BEGIN Supplied records

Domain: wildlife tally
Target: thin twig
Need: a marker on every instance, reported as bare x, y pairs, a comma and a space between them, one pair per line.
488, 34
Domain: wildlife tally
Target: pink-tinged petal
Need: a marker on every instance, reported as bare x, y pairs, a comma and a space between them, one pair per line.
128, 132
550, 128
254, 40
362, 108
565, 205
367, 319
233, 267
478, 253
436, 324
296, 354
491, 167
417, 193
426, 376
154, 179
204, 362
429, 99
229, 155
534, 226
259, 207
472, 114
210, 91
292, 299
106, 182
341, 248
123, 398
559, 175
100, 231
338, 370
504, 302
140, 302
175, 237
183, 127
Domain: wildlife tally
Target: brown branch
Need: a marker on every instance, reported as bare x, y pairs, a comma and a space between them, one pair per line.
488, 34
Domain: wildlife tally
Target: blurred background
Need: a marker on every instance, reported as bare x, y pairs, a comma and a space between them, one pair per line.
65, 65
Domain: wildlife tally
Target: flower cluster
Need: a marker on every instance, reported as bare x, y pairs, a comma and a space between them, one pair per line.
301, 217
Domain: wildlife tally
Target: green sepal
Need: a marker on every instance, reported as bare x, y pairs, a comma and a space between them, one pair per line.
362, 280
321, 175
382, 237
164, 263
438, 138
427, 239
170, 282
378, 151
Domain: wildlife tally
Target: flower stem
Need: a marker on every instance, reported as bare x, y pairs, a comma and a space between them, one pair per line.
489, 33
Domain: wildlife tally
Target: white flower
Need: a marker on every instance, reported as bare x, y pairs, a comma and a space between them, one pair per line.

END Supplied records

▸ **Exercise aim**
Each record above must be transcribed exactly, and none may be skipped.

▸ **Result below**
Domain: wildlife tally
Target: thin twig
Need: a marker on every instance, reported as bare x, y pairs, a comma and a space between them, one pair per line.
488, 34
Domain: wildlife tally
Target: pink-tinged petal
Need: a marker on every instance, reported as bare x, y pairs, a comma and a space between them, one pair per line.
128, 132
550, 128
254, 40
362, 108
565, 205
367, 319
233, 267
478, 253
436, 324
296, 354
491, 167
417, 193
426, 376
154, 179
204, 362
429, 99
229, 155
534, 226
259, 207
472, 114
210, 91
292, 299
106, 182
341, 248
123, 398
559, 175
100, 231
338, 370
504, 302
140, 302
175, 237
183, 127
Domain: wildlife tally
Target: brown branch
Need: a marker on every instance, reported as bare x, y pairs, a comma and a space between them, one pair per line.
488, 34
Domain: wildlife tally
Target: blurred background
Need: a marker on every instance, reported as bare x, y pairs, a comma and a space between them, one pair per line.
65, 65
Domain: wildlife tally
Target: flower cluster
Need: a marker on every instance, reported as bare x, y pairs, a comma and a space between them, one pair per line.
301, 217
Domain: wildlife tally
Target: green sepal
Need: a marker on every instance, reported as bare x, y pairs, a comma and a space between them, one pair per line.
362, 280
321, 175
382, 237
164, 263
438, 138
427, 239
170, 282
378, 151
Domain: wildlife tally
Target: flower stem
Need: a marker on every instance, reported as bare x, y pairs, a comma and a space between them, one pair per line.
489, 33
Domain: wildlife tally
Target: white flower
Need: a marker on every instance, reported as bare x, y pairs, a comma and a space between them, one pair per line.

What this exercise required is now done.